* **原文節選**:
+---+

石永闖,陳新軍
(1.上海海洋大學海洋文化與法律學院,上海 201306; 2.上海海洋大學海洋科學學院,上海 201306;3.農業部大洋漁業開發重點實驗室,上海 201306; 4.國家遠洋漁業工程技術研究中心,上海 201306;5.大洋漁業資源可持續開發教育部重點實驗室,上海 201306;6.農業部大洋漁業資源環境科學觀測實驗站,上海 201306)
隨著商業開發規模的擴大以及捕撈技術的改進,傳統海洋漁業資源呈現出衰減趨勢。小型中上層海洋魚類具有種類多、資源量大、種群密度高、分布廣泛等特點,很大程度上彌補了傳統漁業資源量下降的影響[1]。全球主要的小型中上層海洋魚類包括秘魯鳀(Engraulisringens)、沙丁魚(Sardina)、日本鯖(Scomberjaponicus)、大西洋鯡(Clupeaharengus)、圓鲹(Decapterus)、秋刀魚(Coloabissaira)等[2]。據聯合國糧農組織(FAO)統計,2013年和2014年全球年捕撈產量超過50萬t的23個物種和屬之中,近三分之二是小型中上層物種,其產量占世界海洋捕撈產量的36.4%[3](圖1)。海洋小型中上層漁業已成為世界海洋漁業資源的重要組成部分,越來越受到世界各個海洋國家的重視。與此同時,由于捕撈、氣候變化、海洋環境等的影響,一些小型中上層魚類資源產生了波動,捕撈產量出現劇烈的年間變化,因此對小型中上層海洋魚類資源的養護和科學管理引起了全球漁業資源學者的廣泛關注[4]。

+---+

* **已存資料**:
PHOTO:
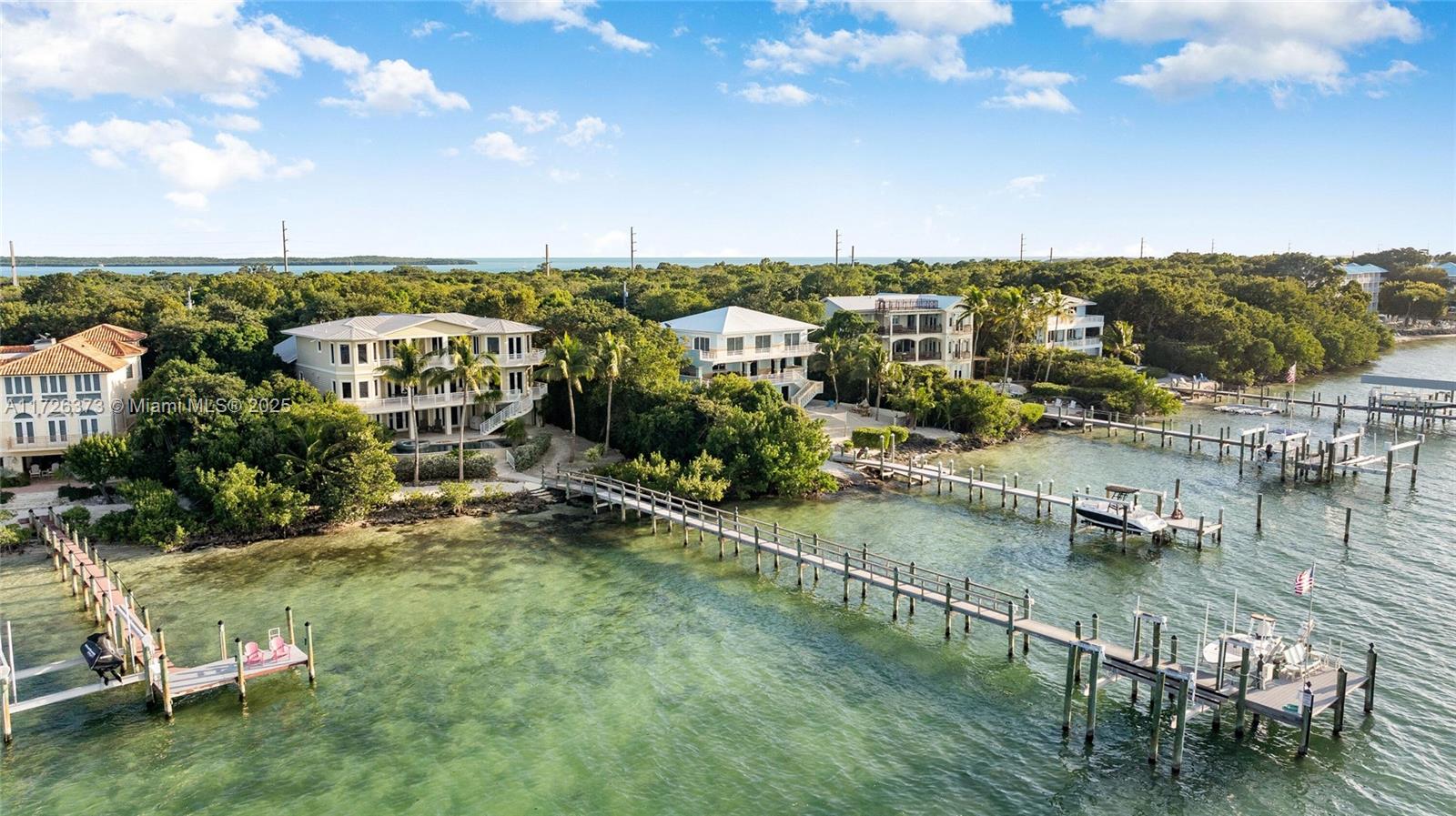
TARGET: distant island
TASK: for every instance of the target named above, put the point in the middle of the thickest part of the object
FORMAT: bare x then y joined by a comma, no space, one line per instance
274,261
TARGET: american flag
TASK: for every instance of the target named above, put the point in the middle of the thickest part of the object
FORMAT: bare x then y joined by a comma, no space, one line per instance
1305,582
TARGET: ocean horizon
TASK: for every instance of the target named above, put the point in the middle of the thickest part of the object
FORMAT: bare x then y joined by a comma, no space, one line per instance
504,264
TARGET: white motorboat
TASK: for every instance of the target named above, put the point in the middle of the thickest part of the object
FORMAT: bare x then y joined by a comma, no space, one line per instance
1118,509
1280,658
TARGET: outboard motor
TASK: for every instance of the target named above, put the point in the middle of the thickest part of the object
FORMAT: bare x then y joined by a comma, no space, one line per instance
102,658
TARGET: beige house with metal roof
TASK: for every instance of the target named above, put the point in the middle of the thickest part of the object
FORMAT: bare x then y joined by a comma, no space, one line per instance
344,357
57,391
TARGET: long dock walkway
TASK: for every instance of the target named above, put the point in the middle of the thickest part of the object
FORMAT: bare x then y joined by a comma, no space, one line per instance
1322,689
1296,457
1431,412
945,479
113,605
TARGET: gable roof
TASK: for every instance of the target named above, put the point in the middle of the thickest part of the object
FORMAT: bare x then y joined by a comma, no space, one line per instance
65,357
376,326
735,320
99,349
866,303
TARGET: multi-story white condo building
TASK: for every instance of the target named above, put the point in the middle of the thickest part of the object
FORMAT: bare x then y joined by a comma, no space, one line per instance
917,329
344,358
1072,327
1369,277
57,391
752,344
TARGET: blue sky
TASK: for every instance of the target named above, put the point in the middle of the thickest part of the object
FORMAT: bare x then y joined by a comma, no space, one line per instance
728,128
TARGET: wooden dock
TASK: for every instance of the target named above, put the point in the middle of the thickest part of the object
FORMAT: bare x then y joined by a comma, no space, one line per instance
1299,457
113,605
1168,678
1429,412
945,479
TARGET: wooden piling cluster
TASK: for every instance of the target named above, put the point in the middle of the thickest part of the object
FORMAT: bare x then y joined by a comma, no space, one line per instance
113,605
1298,458
1431,413
1106,660
976,486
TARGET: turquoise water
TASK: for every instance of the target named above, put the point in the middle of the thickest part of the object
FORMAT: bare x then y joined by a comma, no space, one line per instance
560,663
491,264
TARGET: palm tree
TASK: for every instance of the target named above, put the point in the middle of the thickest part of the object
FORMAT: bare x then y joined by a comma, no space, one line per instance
1117,340
568,361
1050,304
478,378
612,354
834,349
1008,308
973,307
875,359
411,373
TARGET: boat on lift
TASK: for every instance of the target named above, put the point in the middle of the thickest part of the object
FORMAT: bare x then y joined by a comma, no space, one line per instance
1117,509
1280,658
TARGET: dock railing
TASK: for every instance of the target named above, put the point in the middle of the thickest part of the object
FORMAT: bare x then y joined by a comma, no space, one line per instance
804,547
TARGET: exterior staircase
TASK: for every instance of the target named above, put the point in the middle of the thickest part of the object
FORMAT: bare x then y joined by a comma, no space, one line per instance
807,391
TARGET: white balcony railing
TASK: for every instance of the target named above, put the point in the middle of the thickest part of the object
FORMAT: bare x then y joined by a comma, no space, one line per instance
449,398
779,349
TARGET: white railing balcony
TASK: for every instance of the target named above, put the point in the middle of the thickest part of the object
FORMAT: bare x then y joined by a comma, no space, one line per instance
757,352
533,357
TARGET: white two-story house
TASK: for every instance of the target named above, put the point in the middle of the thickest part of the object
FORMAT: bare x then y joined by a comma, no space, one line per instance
344,358
57,391
750,344
1369,277
917,329
1072,327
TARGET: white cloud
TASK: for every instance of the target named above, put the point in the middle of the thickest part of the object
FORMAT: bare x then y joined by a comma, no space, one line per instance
1279,46
785,94
1037,97
193,167
207,48
36,136
295,170
587,130
238,123
564,15
1026,186
1033,89
501,146
935,16
395,86
529,121
926,38
188,199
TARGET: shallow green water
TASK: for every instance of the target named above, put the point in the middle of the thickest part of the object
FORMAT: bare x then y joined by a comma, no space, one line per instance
561,665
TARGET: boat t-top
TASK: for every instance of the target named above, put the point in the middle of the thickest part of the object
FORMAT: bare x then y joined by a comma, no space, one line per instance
1117,509
1280,658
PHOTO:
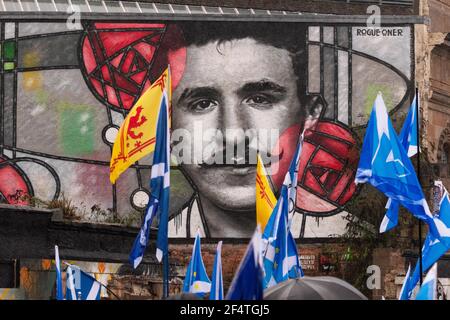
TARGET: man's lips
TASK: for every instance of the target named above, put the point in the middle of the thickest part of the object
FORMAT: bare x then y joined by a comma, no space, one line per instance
235,169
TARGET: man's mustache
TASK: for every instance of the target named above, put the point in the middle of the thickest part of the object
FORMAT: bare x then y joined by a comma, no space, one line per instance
238,155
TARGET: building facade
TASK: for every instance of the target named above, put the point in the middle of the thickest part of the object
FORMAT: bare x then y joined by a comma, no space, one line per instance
68,83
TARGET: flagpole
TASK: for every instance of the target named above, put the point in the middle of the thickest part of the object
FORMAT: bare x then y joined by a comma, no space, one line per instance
166,274
419,176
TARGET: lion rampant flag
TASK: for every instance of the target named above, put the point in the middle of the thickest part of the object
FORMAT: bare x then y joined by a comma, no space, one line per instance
137,135
265,199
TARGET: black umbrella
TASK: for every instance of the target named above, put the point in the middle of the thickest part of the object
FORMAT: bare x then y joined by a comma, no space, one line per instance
184,296
313,288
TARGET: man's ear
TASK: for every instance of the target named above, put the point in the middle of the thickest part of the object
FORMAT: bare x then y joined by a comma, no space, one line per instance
315,106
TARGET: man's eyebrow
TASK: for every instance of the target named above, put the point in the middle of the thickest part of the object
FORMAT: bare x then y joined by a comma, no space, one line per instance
198,92
263,85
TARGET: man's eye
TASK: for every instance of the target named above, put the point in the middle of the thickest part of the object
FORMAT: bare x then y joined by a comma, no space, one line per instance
203,105
259,100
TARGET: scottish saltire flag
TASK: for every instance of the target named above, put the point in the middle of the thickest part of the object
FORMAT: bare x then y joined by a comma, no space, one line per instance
428,290
81,285
280,259
405,292
158,204
384,164
247,283
408,139
433,249
286,203
196,280
217,280
59,294
291,178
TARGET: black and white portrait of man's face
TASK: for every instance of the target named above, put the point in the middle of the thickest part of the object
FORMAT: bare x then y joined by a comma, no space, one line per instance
231,87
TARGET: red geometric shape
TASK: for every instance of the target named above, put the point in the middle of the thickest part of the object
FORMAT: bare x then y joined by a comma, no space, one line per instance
132,47
126,98
102,25
138,77
128,62
312,183
116,61
12,185
324,177
105,74
326,160
89,58
327,166
111,93
97,85
146,50
114,41
123,82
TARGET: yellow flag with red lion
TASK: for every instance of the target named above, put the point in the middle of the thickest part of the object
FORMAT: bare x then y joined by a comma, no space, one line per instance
137,135
265,199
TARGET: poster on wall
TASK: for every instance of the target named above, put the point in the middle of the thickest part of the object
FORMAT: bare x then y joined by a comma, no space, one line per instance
239,88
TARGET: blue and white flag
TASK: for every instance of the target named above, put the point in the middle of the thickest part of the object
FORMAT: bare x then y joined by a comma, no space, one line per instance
160,191
81,285
247,283
385,165
59,293
281,260
408,139
196,280
428,290
217,280
285,204
405,293
280,255
433,249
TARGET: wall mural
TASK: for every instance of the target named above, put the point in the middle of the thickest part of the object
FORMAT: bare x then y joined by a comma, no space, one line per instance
64,94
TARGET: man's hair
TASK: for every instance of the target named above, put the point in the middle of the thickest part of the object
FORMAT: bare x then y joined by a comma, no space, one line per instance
286,35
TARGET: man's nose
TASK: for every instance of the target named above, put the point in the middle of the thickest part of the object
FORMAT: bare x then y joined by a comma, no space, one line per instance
234,122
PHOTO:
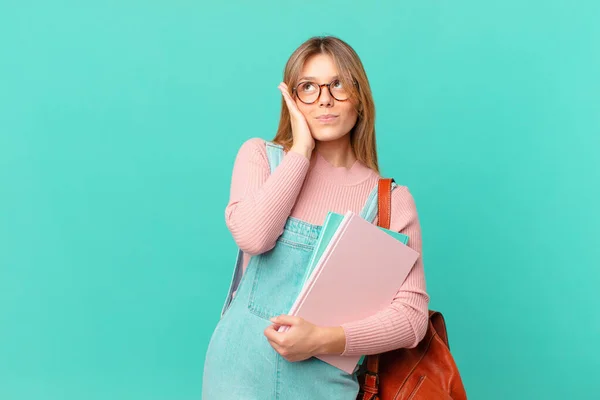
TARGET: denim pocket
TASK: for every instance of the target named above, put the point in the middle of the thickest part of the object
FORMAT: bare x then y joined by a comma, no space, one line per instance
278,278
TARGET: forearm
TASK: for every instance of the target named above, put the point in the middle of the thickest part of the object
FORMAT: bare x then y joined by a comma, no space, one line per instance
258,210
331,340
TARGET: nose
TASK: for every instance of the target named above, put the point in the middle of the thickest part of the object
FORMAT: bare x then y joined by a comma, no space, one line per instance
325,98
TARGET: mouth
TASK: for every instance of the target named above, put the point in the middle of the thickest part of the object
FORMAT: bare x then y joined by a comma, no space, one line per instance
327,118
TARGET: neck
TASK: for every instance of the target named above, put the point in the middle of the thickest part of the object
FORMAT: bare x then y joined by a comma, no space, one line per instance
338,153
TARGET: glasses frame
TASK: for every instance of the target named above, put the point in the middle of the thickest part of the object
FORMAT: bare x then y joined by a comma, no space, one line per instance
295,90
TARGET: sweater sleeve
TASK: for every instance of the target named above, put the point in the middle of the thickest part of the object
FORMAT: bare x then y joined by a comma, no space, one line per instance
260,202
404,322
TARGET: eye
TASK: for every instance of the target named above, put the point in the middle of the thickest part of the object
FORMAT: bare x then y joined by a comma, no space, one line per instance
307,87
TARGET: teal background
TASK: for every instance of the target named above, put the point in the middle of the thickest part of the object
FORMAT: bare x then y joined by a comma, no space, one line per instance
119,124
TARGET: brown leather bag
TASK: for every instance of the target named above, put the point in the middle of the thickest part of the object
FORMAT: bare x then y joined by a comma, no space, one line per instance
427,371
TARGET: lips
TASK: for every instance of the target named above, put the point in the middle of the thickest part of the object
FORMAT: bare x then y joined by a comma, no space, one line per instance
327,117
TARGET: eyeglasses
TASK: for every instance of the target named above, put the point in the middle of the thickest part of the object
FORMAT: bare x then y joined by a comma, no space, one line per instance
309,92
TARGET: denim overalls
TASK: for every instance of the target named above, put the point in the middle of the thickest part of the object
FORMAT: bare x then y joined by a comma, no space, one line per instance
240,363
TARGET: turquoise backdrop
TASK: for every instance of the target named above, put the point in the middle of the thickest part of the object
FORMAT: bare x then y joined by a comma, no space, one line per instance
119,124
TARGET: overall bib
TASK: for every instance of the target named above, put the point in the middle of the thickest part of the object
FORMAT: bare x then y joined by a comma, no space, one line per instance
240,363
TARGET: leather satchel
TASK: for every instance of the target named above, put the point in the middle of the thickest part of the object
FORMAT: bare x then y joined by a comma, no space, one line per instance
427,371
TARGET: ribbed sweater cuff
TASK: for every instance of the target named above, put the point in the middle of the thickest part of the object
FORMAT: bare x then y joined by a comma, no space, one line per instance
382,332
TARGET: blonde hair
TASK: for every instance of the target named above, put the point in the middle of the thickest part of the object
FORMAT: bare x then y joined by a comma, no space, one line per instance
352,74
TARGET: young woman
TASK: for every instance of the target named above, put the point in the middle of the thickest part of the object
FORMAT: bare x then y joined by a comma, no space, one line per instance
323,158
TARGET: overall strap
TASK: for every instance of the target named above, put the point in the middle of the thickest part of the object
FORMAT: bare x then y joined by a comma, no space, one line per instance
274,154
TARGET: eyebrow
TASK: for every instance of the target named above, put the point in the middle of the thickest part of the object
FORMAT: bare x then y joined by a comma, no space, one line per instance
312,78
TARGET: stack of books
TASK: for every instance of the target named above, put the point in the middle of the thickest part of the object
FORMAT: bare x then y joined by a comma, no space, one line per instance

+---+

* **任務說明**: 請從最後一句之後接著寫下去，續寫這篇關於小型中上層海洋魚類資源的原文。

* **結果**:
漁業資源評估基于魚類生活史信息、漁業監測、資源調查和漁業商業捕撈等綜合信息,利用數學模型獲得種群和漁業捕撈動態,同時,預測資源量在不同管理策略下的發展趨勢并對其進行風險評價分析[5-9]。開展有效、合理、準確的漁業資源評估是進行漁業資源科學管理的基礎。小型中上層海洋魚類因為其特殊的生物學特點比如生命周期短、高度聚集性、資源分布和資源量受環境因素影響大等,不能使用傳統的資源評估方法進行評估,從而增加了其資源評估研究的局限性和不確定性[10-13]。目前,許多國外學者對小型中上層海洋魚類開展了資源評估研究,并得到了較可靠的評估結果,但仍存在一定的問題[14-15],例如漁業數據對評估模型的滿足程度不夠、缺乏長期系統的生物學研究等。而國內方面有關研究文獻數量較少,李綱等[16]基于貝葉斯剩余產量模型對我國東海、黃海日本鯖資源進行了評估研究,嚴利平等[10]應用實際種群分析法(VPA)估算了2007年東海西部日本鯖種群的資源量, 并分析了該資源的結構和利用程度。本文在小型中上層海洋魚類資源評估文獻計量分析的基礎上,對常用的資源評估模型的結構及優缺點、模型中重要的參數估計、不確定性來源等進行總結,并對下一步的研究方向進行了展望,以期為國內小型中上層海洋魚類資源評估的研究工作提供理論參考。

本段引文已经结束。